- _Entries shown_:
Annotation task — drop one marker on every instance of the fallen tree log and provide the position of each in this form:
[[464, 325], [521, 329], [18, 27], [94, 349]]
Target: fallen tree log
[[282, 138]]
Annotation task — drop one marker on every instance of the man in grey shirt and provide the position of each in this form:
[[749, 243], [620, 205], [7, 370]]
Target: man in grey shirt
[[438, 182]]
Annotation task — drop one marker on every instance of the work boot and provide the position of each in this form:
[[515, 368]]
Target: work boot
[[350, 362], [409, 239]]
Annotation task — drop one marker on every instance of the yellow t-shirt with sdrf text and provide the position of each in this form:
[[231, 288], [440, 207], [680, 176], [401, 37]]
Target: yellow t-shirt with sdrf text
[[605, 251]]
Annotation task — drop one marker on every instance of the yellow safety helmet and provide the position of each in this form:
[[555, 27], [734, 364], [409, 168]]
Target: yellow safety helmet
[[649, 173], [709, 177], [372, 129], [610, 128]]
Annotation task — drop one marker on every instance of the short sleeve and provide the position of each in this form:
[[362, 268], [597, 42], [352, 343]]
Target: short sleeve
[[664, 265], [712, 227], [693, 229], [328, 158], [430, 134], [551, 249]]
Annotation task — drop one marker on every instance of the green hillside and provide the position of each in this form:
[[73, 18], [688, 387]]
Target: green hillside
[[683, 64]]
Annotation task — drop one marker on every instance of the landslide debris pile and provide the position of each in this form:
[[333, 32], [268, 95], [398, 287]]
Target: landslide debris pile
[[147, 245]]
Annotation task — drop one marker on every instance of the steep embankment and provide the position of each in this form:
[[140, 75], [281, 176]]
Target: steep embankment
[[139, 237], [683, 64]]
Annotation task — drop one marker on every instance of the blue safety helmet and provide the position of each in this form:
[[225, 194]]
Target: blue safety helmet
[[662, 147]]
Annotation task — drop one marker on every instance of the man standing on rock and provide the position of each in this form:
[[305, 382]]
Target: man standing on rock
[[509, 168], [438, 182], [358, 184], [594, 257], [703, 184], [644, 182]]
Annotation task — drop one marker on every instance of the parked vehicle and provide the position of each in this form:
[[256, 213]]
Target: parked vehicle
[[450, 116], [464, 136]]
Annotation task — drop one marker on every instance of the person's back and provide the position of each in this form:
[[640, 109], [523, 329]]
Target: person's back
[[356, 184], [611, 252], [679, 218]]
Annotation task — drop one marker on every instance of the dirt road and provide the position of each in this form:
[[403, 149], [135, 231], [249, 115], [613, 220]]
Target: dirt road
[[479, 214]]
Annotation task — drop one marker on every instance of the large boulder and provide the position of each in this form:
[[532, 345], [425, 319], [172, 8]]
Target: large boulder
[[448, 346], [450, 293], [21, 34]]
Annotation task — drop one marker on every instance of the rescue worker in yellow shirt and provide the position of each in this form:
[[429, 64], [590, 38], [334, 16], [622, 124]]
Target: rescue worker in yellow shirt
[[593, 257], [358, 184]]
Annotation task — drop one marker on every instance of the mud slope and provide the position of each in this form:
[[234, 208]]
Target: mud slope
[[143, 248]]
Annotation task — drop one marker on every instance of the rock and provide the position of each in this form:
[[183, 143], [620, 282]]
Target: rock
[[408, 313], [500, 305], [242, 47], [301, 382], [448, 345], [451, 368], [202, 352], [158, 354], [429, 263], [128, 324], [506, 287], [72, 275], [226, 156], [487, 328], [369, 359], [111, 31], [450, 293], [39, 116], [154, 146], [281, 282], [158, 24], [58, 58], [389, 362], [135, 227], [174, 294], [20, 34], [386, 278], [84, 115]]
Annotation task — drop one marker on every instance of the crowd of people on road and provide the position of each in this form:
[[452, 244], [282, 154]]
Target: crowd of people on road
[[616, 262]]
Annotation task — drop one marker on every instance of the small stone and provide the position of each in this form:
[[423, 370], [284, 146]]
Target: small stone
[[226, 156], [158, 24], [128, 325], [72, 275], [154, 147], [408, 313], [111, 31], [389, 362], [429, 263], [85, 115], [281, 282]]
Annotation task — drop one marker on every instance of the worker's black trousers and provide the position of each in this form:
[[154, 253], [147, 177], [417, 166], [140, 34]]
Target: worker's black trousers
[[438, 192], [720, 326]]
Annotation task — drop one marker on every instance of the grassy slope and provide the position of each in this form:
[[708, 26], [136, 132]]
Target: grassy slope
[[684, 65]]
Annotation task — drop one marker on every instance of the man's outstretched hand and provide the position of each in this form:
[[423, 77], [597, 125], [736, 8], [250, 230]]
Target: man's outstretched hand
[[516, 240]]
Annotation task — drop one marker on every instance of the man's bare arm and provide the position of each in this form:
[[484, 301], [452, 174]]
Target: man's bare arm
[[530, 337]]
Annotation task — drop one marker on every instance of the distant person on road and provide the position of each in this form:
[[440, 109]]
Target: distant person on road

- _Stated goal_:
Rewrite every row above, changing "drop one marker" to "place one pin" and keeping everything else the same.

- _The reply_:
Annotation task — place one pin on every instance of the fallen tree log and provide the position of each in this form:
[[464, 325], [521, 329], [18, 27], [94, 349]]
Target: fallen tree log
[[282, 138]]
Annotation task — place one pin on every instance of the man in grey shirt and provide the position of each in this form:
[[749, 243], [620, 205], [7, 370]]
Target: man in grey shirt
[[438, 182]]
Annotation task — place one pin on every instance of the work boot and provide the position of each in this form:
[[515, 368]]
Target: work boot
[[350, 362], [409, 239]]
Annotation task — place one pin on every instance of the yellow t-shirt with sdrf text and provide the position of each in this form:
[[231, 288], [440, 207], [680, 176], [401, 37]]
Target: yellow t-shirt with sdrf text
[[605, 251]]
Annotation task — place one pin on every instance of the yellow safety helmet and provide the position of each in this form:
[[555, 27], [734, 364], [409, 168]]
Target: yellow safety helmet
[[649, 173], [709, 177], [372, 129], [610, 128]]
Annotation task — place one pin on every instance of the short sleeve and provide the position of each in this form:
[[362, 268], [597, 42], [352, 343]]
Target: short sleeve
[[664, 265], [712, 227], [693, 229], [328, 158], [430, 134], [551, 249]]
Annotation task — place one pin on every instance of the green hillside and provide the position of each in this form:
[[73, 18], [688, 387]]
Target: green hillside
[[683, 64]]
Annotation task — place one pin on every instance of the landslide debris pile and provide the position of each in this form:
[[333, 32], [268, 95], [398, 287]]
Target: landslide debris pile
[[147, 245]]
Annotation task — place one pin on every instance of the steep embankment and provide the position of each in this form:
[[140, 75], [281, 176]]
Target: steep embankment
[[139, 237], [683, 64]]
Annotation task — place one pin on every instance of the blue safety helmet and provide the position of each in this form:
[[225, 194]]
Target: blue safety helmet
[[662, 147]]
Annotation task — place one pin on every instance of the man standing on rock and provide the position of each in this form:
[[305, 382]]
Target: man standing on rock
[[509, 168], [438, 182], [358, 184], [594, 257], [703, 184], [644, 182]]
Annotation task — place one pin on every instance of the parked vehicle and provide the position of each in this form:
[[256, 213]]
Target: parked vehicle
[[450, 116], [464, 136]]
Annotation task — place one pin on every instance of the person's back and provide the position of each in this form:
[[640, 109], [523, 329]]
Target: person's back
[[356, 184], [611, 252], [679, 218]]
Annotation task — place one pin on every instance of the dirt road and provide the position of each in this form:
[[403, 149], [135, 231], [249, 115], [613, 220]]
Target: dirt road
[[479, 214]]
Annotation task — place one pin on every instance of the large boulder and provide the position of each in this form:
[[532, 345], [425, 319], [172, 8]]
Target: large boulder
[[448, 346], [450, 293], [21, 34]]
Annotation task — place one pin on every instance of the rescue worker in yellow shirt and provide the position of each in this form:
[[429, 64], [590, 38], [334, 16], [622, 124]]
Target: rescue worker in yellow shirt
[[593, 257], [358, 184]]
Annotation task — place one pin on every instance of the mud slope and provide the position of each in this form:
[[234, 208]]
Target: mud slope
[[143, 248]]
Annotation task — place one pin on every instance of the rock and provide the position of each in this form:
[[183, 143], [620, 282]]
Target: rock
[[408, 313], [500, 305], [242, 47], [301, 382], [448, 345], [451, 368], [202, 352], [158, 354], [429, 263], [128, 324], [506, 287], [72, 275], [226, 156], [487, 328], [369, 359], [111, 31], [450, 293], [39, 116], [154, 146], [281, 282], [158, 24], [58, 58], [389, 362], [135, 227], [174, 294], [20, 34], [386, 278], [84, 115]]
Annotation task — place one pin on every instance of the crowd of people on road and provide the position of each in this form:
[[452, 244], [282, 154]]
Target: crowd of people on road
[[616, 262]]
Annotation task — place one pin on every instance of the small stone and provide the position of each in this form:
[[423, 370], [284, 146]]
Target: small stone
[[226, 156], [158, 24], [128, 325], [72, 275], [154, 147], [408, 313], [111, 31], [389, 362], [429, 263], [85, 115], [281, 282]]
Annotation task — place one pin on every instance of the worker's black trousers and provide the position of each in this form:
[[154, 253], [147, 177], [417, 166], [140, 34]]
Target: worker's black trousers
[[438, 192], [720, 326]]
Annotation task — place one pin on every instance of the grassy slope and provide the position of each in this form:
[[708, 26], [136, 132]]
Target: grassy slope
[[684, 65]]
Annotation task — place one pin on every instance of the man's outstretched hand and provide the position of each in this form:
[[423, 77], [597, 125], [736, 8], [250, 230]]
Target: man's outstretched hand
[[516, 240]]
Annotation task — place one pin on every instance of the man's bare arm and provide the position of each in this form:
[[484, 301], [452, 174]]
Target: man's bare arm
[[530, 337]]
Annotation task — place one pin on every instance of the distant person on road and provide the position of each in this form:
[[440, 109]]
Target: distant person on road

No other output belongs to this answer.